Dataset records =>
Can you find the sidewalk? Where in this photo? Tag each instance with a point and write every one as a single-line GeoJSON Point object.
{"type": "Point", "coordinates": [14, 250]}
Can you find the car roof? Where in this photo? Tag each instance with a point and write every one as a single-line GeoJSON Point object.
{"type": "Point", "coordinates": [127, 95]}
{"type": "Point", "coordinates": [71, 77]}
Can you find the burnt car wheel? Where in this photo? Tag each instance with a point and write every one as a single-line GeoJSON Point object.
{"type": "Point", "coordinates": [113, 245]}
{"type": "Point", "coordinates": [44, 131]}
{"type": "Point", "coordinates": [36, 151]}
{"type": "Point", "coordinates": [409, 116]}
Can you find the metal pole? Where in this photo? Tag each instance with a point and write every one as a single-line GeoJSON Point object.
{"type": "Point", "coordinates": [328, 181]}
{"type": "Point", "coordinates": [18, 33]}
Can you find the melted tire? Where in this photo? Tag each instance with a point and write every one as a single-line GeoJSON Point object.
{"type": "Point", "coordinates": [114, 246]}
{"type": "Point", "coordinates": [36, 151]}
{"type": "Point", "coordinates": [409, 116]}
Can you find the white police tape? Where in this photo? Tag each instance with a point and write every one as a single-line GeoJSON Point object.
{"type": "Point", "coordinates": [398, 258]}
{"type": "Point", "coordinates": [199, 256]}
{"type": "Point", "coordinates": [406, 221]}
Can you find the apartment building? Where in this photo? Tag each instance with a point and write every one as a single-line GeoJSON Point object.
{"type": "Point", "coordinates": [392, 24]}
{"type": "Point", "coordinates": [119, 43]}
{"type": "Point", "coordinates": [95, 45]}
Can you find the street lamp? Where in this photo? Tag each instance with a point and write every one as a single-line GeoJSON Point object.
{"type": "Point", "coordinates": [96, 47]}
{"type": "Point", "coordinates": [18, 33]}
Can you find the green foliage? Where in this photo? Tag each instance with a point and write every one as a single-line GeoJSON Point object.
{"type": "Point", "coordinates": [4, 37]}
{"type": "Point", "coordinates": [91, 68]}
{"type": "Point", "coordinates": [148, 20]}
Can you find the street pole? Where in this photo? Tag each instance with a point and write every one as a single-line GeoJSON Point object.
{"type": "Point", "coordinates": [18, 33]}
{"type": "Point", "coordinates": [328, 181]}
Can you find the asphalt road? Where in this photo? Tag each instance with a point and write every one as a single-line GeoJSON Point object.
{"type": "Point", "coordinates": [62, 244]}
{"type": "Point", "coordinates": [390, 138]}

Work item =>
Type out the records above again, exactly the same.

Your response =>
Can you find the sidewalk? Where in this photo? Tag each instance with a point and write every one as a single-line GeoJSON Point object.
{"type": "Point", "coordinates": [14, 250]}
Can you find the car roof? Where in this photo? Tag each instance with a point and write every one as a single-line GeoJSON Point object.
{"type": "Point", "coordinates": [127, 95]}
{"type": "Point", "coordinates": [71, 77]}
Can you find the burnt car wheel? Where in this photo? Tag each instance with a point and write every one as a single-line GeoJSON Point object.
{"type": "Point", "coordinates": [113, 245]}
{"type": "Point", "coordinates": [44, 131]}
{"type": "Point", "coordinates": [36, 151]}
{"type": "Point", "coordinates": [409, 116]}
Can you find the metal pole? Where in this photo? Tag each instance with a point and write every one as a single-line GeoJSON Point object.
{"type": "Point", "coordinates": [328, 181]}
{"type": "Point", "coordinates": [18, 33]}
Can you find the melted tire? Where in this photo? Tag each instance with a point and write every one as a single-line GeoJSON Point object.
{"type": "Point", "coordinates": [114, 246]}
{"type": "Point", "coordinates": [36, 151]}
{"type": "Point", "coordinates": [409, 116]}
Can you find the white police tape? Where in this photo? Tag each instance with a point and write every one as a single-line GeoJSON Point object.
{"type": "Point", "coordinates": [398, 258]}
{"type": "Point", "coordinates": [199, 256]}
{"type": "Point", "coordinates": [406, 221]}
Can you find the apartment building? Where in this photo? Tag each instance with a point and write every one as a single-line GeoJSON Point object.
{"type": "Point", "coordinates": [392, 24]}
{"type": "Point", "coordinates": [119, 43]}
{"type": "Point", "coordinates": [95, 45]}
Can you find the street lamp? Where in this photo? Tag each instance with a point and write every one as a single-line GeoJSON Point object.
{"type": "Point", "coordinates": [96, 47]}
{"type": "Point", "coordinates": [18, 33]}
Can you find the green foliage? Where in this photo? Tag each instance with a point and write every one as a single-line GeoJSON Point object.
{"type": "Point", "coordinates": [4, 37]}
{"type": "Point", "coordinates": [91, 68]}
{"type": "Point", "coordinates": [148, 20]}
Can you find the street pole? Where in this photo? Tag each instance with a point and write every one as a single-line GeoJSON Point object.
{"type": "Point", "coordinates": [18, 33]}
{"type": "Point", "coordinates": [328, 181]}
Can you find the asphalt road? Where in this photo? Tag each instance with a point and write every one as a single-line GeoJSON Point object.
{"type": "Point", "coordinates": [62, 244]}
{"type": "Point", "coordinates": [390, 138]}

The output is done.